| Aim of the exercise |
Convert all of the data below into a JSON list of strings with one string per line, omitting blank lines and leaving out the pictures.

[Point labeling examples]
- - - - - - -

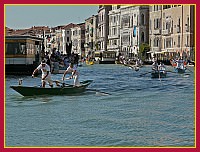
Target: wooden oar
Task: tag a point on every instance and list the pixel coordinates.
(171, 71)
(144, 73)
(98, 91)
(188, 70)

- - - - - - -

| The result |
[
  "Target: wooden oar",
  "Task: tag a point on every instance and list the pixel coordinates.",
  "(171, 71)",
  "(144, 73)",
  "(98, 91)",
  "(188, 70)"
]